Text shown:

-=-=-=-=-

When this takes on a more sectarian flavour – as when one or other of the main parties attempts to attach and align itself to religious or racial groups – that is a dangerous and novel phenomenon in the UK.

It cannot be healthy for Muslims, Jews, Hindus, various overlapping ethnic minorities and the white population to drift towards identification on those kinds of grounds with a particular political party. The end result of such a trend would be towards communalism and the kind of politics that so long disfigured Northern Ireland, Glasgow and Liverpool, for example.

Just as the Conservatives suffer from an unacknowledged problem with Islamophobia and the parasitical predations of Reform UK, so too does Labour find itself suffering from a recrudescence of the virus of antisemitism – and its political base preyed upon by Mr Galloway.

Antisemitism and Islamophobia are both poisoning the body politic, and, as the nation faces more years of economic difficulty and the scapegoating politics of decline, the far left and hard right look set to prosper. Even outside parliament, Mr Farage and his mirror-image twin, Mr Galloway, can inflict enormous harm on our multicultural society.

-=-=-=-=-

To do:
Write out the passage on sectarian politics in the UK word for word, everything from "When this takes" down to "Liverpool, for example.". The saved entries have no connection to the text on sectarian politics.

[Saved entries]

-=-=-=-=-

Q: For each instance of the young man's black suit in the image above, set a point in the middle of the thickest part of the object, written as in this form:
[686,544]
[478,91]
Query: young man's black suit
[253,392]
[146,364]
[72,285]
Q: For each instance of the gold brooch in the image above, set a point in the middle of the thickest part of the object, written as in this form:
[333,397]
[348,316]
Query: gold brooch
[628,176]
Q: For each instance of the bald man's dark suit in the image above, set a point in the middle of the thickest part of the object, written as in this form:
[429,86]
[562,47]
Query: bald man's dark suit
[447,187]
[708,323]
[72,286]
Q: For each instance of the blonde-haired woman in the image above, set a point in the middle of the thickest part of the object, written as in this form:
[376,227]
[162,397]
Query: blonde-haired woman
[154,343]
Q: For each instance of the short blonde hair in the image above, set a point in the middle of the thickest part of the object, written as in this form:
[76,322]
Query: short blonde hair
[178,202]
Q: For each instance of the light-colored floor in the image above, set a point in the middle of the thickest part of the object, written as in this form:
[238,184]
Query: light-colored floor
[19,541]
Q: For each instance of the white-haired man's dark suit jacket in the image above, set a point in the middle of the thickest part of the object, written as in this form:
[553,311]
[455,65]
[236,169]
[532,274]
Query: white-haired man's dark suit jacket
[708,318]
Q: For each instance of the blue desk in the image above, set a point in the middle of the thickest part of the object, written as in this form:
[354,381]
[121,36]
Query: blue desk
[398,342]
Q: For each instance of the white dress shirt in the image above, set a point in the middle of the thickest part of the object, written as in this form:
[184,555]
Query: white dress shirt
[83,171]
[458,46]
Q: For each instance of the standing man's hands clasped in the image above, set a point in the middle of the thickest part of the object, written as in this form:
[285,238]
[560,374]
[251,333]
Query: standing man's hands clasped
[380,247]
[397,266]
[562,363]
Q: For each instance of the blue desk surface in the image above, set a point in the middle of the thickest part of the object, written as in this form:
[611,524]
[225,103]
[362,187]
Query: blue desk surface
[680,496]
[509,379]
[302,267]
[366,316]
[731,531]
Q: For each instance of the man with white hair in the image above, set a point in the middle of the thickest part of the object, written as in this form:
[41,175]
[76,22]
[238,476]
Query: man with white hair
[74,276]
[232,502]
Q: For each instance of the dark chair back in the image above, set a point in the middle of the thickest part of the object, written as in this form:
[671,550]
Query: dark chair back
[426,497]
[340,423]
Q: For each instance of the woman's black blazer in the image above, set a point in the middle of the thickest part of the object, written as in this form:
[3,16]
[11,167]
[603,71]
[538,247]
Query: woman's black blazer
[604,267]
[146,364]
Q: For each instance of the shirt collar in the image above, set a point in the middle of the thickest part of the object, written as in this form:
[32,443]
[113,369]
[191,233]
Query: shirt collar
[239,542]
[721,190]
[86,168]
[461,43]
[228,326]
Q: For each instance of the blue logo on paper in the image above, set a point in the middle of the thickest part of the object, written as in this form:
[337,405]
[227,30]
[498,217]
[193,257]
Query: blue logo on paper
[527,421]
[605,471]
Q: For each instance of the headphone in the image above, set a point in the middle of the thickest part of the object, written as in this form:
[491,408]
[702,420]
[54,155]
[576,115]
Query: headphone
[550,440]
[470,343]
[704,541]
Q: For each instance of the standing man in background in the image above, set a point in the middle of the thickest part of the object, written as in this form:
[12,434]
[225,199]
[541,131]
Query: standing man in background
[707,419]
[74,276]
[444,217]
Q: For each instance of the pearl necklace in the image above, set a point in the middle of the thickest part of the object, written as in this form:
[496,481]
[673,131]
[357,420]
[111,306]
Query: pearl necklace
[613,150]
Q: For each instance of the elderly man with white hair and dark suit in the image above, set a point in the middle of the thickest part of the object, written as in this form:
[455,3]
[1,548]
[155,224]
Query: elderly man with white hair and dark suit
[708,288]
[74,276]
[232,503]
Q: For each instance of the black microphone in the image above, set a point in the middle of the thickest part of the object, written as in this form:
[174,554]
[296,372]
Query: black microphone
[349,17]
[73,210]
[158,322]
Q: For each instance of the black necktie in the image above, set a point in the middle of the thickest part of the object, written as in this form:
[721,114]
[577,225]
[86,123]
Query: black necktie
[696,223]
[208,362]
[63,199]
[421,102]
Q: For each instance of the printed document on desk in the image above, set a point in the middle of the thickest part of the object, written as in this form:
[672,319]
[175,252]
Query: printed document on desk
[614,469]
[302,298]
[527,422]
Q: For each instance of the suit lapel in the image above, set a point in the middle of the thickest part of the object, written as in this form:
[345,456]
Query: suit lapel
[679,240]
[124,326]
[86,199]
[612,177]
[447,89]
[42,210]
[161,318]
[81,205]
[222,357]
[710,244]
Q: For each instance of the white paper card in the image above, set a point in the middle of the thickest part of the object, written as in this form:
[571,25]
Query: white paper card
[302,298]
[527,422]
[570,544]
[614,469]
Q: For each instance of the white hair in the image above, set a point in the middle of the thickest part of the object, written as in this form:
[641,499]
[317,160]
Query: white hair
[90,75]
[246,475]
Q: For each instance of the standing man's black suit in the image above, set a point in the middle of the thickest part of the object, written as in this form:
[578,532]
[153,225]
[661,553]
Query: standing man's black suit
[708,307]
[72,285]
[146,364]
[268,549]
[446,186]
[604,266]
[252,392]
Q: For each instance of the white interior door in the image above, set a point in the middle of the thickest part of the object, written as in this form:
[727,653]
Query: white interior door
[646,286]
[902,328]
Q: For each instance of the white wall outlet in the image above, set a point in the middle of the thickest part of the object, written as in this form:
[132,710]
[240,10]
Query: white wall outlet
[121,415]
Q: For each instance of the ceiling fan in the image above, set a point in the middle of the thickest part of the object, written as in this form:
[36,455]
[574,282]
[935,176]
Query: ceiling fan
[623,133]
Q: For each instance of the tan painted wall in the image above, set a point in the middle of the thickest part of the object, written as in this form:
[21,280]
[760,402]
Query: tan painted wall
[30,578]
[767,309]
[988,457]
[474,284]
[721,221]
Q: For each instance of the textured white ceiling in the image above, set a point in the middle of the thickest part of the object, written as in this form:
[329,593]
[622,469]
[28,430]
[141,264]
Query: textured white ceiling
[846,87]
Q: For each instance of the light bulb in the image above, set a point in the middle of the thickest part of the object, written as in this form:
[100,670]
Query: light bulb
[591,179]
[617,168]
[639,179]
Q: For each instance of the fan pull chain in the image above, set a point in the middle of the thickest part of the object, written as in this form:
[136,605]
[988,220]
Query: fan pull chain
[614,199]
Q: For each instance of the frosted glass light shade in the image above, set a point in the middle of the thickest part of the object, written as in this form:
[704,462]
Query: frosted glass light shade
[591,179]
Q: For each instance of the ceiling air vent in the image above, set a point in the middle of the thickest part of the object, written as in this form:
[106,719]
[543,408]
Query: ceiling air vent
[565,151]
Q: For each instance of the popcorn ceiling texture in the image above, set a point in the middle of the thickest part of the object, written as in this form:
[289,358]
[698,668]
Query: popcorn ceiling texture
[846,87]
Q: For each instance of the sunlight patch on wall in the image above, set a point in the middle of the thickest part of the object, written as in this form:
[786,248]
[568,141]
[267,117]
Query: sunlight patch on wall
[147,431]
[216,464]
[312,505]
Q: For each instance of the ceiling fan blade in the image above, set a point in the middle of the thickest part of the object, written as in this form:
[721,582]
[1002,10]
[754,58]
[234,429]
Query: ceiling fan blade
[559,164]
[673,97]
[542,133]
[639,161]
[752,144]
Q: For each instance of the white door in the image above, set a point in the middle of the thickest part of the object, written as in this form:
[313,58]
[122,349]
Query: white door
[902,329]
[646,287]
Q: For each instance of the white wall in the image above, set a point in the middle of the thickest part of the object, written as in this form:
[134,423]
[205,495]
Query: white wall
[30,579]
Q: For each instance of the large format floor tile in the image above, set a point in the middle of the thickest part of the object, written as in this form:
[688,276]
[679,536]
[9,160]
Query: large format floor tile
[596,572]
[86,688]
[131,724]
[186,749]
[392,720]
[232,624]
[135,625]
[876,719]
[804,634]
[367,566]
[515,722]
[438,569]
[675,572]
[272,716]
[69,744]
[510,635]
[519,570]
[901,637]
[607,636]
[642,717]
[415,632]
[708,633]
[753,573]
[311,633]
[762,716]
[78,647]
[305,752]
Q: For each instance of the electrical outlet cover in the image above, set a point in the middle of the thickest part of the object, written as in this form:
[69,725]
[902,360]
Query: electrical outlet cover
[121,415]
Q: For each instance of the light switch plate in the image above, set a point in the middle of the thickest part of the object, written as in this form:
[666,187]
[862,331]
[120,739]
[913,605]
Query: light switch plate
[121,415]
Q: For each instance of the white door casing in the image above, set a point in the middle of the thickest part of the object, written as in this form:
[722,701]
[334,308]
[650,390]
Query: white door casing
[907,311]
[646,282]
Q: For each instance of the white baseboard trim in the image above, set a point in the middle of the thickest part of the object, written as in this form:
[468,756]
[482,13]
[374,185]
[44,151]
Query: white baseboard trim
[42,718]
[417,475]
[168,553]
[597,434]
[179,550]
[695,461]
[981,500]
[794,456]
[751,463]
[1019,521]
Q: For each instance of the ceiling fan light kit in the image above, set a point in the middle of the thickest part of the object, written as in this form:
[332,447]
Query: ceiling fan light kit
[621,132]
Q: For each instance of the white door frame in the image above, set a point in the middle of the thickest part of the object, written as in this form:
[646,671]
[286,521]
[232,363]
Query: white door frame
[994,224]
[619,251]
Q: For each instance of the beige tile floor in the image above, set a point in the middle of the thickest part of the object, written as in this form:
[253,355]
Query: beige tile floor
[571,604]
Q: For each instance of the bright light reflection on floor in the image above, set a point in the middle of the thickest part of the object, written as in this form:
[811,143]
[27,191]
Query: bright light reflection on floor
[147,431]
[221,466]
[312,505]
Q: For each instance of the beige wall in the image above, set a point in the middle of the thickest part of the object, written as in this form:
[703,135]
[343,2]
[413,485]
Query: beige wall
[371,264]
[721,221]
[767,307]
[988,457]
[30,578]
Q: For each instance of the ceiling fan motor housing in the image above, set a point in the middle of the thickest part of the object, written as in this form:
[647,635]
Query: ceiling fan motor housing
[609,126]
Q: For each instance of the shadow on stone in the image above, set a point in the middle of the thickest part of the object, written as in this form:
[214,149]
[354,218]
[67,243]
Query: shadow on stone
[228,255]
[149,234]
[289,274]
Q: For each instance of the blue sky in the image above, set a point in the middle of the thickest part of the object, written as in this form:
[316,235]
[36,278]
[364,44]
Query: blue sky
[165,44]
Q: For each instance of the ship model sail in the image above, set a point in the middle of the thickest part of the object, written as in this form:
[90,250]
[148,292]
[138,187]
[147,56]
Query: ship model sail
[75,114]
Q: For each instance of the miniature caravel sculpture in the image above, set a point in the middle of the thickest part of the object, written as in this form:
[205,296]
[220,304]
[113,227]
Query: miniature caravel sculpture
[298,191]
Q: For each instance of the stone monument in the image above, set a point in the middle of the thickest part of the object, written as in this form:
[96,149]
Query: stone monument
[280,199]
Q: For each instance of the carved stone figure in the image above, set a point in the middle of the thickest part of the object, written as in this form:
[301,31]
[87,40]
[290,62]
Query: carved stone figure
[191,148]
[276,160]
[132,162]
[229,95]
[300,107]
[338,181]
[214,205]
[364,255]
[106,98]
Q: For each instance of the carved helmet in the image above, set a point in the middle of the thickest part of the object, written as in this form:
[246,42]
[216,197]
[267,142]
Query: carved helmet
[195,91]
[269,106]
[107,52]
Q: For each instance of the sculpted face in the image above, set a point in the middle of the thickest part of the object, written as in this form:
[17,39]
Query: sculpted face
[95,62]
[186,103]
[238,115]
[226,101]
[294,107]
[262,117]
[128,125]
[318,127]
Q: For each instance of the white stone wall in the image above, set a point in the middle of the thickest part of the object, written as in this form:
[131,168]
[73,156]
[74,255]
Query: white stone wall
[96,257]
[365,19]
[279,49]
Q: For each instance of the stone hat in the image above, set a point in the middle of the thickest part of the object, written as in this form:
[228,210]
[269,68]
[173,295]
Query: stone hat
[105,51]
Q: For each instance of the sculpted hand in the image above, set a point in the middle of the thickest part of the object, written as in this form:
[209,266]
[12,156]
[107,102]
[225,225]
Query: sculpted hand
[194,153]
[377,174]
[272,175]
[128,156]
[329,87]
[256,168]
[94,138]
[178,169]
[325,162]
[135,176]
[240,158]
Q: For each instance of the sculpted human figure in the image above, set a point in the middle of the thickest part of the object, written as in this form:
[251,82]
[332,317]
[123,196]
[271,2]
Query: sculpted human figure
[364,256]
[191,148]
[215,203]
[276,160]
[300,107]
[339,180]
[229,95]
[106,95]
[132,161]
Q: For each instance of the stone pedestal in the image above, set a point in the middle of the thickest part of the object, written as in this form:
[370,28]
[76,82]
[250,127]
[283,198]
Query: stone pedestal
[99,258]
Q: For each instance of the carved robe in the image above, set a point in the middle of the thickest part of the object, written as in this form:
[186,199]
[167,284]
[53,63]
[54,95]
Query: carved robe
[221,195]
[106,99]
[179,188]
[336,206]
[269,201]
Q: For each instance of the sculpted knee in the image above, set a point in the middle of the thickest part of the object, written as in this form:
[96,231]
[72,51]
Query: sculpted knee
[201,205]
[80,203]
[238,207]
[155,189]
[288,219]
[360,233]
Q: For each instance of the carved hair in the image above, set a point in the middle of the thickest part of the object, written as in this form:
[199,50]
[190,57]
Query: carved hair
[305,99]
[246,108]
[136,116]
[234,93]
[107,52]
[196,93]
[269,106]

-=-=-=-=-

Result for this task:
When this takes on a more sectarian flavour – as when one or other of the main parties attempts to attach and align itself to religious or racial groups – that is a dangerous and novel phenomenon in the UK.

It cannot be healthy for Muslims, Jews, Hindus, various overlapping ethnic minorities and the white population to drift towards identification on those kinds of grounds with a particular political party. The end result of such a trend would be towards communalism and the kind of politics that so long disfigured Northern Ireland, Glasgow and Liverpool, for example.